Provided data:
--- Start ---

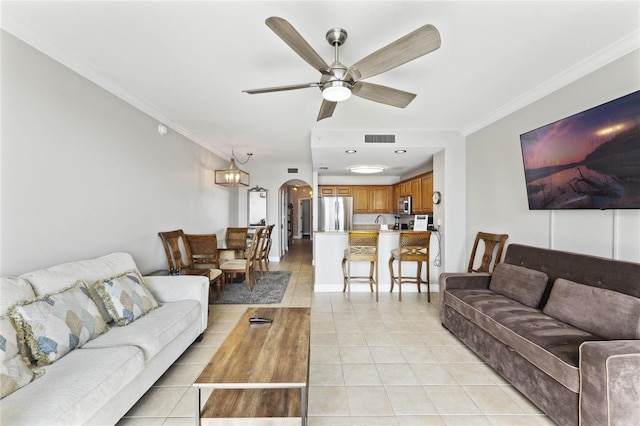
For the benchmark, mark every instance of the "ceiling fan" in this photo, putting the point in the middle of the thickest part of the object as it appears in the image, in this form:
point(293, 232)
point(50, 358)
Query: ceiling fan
point(337, 82)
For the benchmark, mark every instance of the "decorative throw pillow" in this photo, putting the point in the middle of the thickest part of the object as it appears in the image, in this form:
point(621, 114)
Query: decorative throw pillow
point(126, 297)
point(14, 372)
point(519, 283)
point(53, 325)
point(605, 313)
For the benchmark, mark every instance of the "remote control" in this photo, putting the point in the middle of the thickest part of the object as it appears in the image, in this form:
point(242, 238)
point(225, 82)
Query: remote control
point(260, 320)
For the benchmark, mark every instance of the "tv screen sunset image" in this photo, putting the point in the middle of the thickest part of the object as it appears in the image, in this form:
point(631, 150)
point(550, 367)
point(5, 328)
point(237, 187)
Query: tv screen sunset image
point(590, 160)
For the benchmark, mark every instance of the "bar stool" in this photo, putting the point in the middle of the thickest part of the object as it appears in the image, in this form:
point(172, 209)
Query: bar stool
point(363, 247)
point(490, 242)
point(413, 247)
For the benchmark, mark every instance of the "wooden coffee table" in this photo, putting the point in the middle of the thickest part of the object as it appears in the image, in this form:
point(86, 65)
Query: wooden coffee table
point(259, 371)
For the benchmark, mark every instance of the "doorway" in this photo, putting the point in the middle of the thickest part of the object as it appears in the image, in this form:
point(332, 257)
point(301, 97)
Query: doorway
point(305, 217)
point(290, 213)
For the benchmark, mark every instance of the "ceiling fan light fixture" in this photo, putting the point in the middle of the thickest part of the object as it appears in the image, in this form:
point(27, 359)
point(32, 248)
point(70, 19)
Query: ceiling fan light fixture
point(336, 91)
point(366, 169)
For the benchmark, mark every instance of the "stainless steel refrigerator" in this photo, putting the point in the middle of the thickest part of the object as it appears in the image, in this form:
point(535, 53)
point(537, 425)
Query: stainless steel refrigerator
point(335, 213)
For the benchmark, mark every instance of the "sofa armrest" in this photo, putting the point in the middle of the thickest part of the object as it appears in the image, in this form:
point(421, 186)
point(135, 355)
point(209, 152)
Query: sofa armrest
point(460, 280)
point(610, 382)
point(183, 287)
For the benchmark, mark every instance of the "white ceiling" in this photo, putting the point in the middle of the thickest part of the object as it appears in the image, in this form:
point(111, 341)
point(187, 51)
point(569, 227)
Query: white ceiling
point(186, 63)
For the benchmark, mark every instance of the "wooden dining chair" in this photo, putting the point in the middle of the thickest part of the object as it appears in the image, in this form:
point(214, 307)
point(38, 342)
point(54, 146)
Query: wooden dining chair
point(203, 249)
point(413, 246)
point(362, 247)
point(243, 266)
point(236, 238)
point(262, 255)
point(179, 258)
point(493, 246)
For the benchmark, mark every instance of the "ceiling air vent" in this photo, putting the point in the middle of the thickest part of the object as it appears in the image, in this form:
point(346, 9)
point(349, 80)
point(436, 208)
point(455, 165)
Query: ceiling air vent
point(379, 138)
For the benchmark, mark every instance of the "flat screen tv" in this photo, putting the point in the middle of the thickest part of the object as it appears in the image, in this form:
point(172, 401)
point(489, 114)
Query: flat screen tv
point(590, 160)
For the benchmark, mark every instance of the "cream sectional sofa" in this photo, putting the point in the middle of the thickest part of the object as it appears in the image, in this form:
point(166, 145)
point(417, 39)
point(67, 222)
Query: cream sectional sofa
point(99, 381)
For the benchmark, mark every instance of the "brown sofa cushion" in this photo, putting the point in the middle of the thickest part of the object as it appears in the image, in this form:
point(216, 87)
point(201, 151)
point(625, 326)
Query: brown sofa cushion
point(518, 283)
point(603, 312)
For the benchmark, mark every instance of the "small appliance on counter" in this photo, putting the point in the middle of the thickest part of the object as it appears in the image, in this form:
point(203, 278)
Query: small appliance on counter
point(404, 204)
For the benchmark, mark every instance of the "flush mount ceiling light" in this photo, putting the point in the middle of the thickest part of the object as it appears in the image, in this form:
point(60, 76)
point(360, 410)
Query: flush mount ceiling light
point(233, 176)
point(366, 169)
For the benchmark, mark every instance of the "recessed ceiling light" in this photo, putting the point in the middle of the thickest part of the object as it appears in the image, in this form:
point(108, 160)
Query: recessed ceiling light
point(366, 169)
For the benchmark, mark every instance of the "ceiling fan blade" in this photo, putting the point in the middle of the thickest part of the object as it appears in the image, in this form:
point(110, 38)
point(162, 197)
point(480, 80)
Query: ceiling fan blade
point(294, 40)
point(281, 88)
point(415, 44)
point(382, 94)
point(326, 109)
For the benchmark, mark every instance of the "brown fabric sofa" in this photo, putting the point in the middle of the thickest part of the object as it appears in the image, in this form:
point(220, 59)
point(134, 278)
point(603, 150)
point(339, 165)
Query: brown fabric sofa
point(563, 328)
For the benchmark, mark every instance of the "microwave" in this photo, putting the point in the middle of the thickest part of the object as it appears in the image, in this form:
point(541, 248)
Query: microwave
point(404, 204)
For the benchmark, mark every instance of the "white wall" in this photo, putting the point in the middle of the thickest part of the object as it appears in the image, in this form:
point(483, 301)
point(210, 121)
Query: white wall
point(84, 174)
point(496, 192)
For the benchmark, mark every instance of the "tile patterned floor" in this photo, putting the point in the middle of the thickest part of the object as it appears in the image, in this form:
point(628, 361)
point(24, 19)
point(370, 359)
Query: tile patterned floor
point(385, 363)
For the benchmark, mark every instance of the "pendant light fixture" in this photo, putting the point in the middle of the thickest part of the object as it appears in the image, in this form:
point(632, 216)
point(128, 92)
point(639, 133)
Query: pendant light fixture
point(233, 176)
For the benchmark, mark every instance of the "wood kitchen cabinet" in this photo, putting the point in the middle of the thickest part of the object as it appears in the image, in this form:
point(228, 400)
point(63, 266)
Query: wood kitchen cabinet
point(333, 190)
point(416, 196)
point(426, 184)
point(420, 188)
point(381, 199)
point(361, 201)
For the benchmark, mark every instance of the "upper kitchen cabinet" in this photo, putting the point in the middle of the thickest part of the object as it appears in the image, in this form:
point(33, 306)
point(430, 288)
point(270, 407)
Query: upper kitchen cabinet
point(416, 195)
point(420, 188)
point(381, 199)
point(333, 190)
point(361, 201)
point(426, 188)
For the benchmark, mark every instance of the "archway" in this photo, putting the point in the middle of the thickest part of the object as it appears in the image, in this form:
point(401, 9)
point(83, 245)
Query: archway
point(290, 214)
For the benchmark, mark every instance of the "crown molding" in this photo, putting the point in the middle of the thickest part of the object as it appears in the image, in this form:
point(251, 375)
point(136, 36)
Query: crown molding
point(605, 56)
point(61, 55)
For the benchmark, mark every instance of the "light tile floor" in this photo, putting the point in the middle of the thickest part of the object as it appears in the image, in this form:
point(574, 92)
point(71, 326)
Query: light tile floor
point(385, 363)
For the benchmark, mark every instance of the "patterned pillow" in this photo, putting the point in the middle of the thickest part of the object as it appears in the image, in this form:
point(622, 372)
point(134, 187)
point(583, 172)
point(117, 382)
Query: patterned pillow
point(126, 297)
point(53, 325)
point(14, 372)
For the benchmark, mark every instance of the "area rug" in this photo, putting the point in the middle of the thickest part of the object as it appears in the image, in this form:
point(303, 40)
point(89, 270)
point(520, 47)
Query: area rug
point(269, 289)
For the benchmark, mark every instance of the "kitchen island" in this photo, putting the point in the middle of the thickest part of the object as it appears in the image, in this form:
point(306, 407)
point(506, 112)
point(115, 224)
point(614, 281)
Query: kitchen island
point(328, 251)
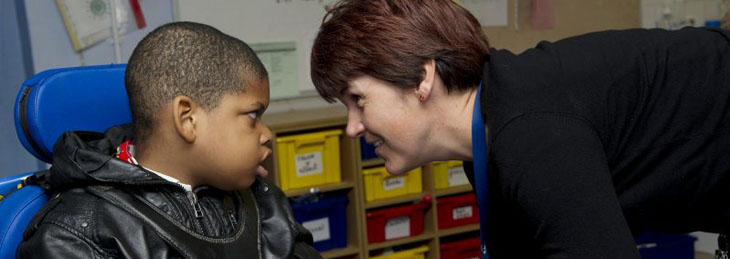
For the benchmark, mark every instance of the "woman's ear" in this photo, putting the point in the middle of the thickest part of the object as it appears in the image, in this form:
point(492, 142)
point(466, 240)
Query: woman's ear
point(185, 117)
point(424, 88)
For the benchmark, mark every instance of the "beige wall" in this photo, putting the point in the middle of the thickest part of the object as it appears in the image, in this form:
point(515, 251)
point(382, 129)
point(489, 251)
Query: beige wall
point(572, 17)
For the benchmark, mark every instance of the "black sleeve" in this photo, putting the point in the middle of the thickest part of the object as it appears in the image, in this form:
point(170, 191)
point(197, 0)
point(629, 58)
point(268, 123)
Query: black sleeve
point(554, 167)
point(57, 241)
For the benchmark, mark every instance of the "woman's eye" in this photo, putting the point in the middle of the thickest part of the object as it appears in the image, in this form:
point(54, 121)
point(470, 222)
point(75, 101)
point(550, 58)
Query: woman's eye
point(357, 99)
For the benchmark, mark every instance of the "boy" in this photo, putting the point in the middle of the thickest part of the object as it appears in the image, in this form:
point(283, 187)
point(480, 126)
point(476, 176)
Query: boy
point(168, 185)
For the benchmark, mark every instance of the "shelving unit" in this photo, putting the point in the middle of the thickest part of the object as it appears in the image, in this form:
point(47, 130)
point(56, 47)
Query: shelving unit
point(303, 121)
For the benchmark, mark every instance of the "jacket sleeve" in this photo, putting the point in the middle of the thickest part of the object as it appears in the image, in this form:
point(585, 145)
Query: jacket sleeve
point(555, 168)
point(56, 241)
point(281, 235)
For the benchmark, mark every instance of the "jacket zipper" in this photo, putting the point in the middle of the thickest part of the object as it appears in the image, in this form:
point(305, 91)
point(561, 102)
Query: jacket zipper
point(196, 205)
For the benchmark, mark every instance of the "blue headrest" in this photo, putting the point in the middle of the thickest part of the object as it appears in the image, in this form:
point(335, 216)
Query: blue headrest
point(55, 101)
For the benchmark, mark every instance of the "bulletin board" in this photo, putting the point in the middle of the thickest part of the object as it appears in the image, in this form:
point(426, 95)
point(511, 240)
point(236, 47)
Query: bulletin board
point(266, 25)
point(572, 17)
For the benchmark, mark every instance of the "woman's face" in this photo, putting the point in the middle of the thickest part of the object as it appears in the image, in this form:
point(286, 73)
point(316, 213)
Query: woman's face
point(388, 118)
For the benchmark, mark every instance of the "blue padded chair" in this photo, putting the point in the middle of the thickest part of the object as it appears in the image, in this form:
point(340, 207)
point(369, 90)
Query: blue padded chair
point(50, 103)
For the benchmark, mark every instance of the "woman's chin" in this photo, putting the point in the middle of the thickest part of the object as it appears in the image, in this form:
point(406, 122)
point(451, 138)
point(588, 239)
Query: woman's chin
point(394, 169)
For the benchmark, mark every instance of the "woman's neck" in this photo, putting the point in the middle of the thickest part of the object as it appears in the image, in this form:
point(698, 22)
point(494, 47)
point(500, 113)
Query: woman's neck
point(451, 135)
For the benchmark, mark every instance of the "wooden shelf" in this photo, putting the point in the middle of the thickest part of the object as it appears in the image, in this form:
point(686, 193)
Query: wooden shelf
point(320, 188)
point(306, 119)
point(395, 200)
point(350, 250)
point(457, 230)
point(413, 239)
point(453, 190)
point(373, 162)
point(352, 185)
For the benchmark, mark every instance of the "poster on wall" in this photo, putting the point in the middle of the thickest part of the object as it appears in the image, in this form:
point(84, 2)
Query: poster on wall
point(89, 21)
point(488, 12)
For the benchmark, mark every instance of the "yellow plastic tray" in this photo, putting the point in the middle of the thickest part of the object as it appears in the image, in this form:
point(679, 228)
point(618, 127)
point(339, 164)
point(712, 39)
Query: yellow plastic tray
point(308, 160)
point(379, 184)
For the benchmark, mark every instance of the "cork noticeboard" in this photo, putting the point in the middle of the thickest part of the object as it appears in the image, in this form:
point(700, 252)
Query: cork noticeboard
point(572, 17)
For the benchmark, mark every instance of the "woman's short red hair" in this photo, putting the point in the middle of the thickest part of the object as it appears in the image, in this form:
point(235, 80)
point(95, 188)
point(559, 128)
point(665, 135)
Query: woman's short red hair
point(392, 39)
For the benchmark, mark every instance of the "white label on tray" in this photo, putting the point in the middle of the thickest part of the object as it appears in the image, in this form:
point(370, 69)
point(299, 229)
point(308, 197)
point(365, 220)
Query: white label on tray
point(398, 227)
point(394, 183)
point(462, 212)
point(457, 176)
point(309, 164)
point(320, 228)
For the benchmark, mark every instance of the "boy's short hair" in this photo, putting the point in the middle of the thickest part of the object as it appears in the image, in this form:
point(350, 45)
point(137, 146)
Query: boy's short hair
point(186, 58)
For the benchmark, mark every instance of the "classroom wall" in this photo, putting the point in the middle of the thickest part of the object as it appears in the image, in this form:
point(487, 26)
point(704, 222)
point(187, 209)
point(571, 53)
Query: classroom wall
point(571, 18)
point(51, 46)
point(33, 38)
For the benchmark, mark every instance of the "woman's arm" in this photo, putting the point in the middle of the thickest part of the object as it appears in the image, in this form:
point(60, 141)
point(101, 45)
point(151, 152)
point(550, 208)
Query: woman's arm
point(554, 167)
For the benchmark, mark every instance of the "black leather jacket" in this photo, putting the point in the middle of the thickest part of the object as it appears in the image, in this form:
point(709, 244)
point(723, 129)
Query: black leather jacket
point(102, 207)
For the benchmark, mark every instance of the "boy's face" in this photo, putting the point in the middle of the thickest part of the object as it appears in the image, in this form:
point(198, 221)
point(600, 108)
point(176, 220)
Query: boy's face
point(233, 140)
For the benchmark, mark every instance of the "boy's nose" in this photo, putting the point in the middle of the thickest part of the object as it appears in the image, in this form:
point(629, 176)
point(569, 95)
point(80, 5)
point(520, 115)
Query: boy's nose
point(354, 125)
point(266, 136)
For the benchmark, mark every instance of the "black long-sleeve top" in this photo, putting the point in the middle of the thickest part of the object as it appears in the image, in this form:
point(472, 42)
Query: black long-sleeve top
point(597, 138)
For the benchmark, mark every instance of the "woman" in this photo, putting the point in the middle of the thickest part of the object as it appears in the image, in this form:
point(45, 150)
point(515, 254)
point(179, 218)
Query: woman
point(591, 139)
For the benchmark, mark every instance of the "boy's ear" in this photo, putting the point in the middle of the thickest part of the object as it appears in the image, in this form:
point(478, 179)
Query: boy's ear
point(429, 77)
point(185, 118)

--- End ---

Please reproduce the items word for word, starting at the beginning of the items and ending at the line containing "point(605, 313)", with both of those lines included. Leave the pictures out of your answer.

Task output:
For the benchmark, mark every instance of the "ceiling fan" in this photo, putting the point in the middle of the thickest part of the object as it appears in the image, in this form:
point(293, 232)
point(50, 358)
Query: ceiling fan
point(337, 82)
For the benchmark, mark every instance of the "decorative throw pillow" in this photo, putting the point in the middle of the thickest part of the object as it appears in the image, in this form:
point(621, 114)
Query: decorative throw pillow
point(126, 297)
point(14, 372)
point(519, 283)
point(53, 325)
point(605, 313)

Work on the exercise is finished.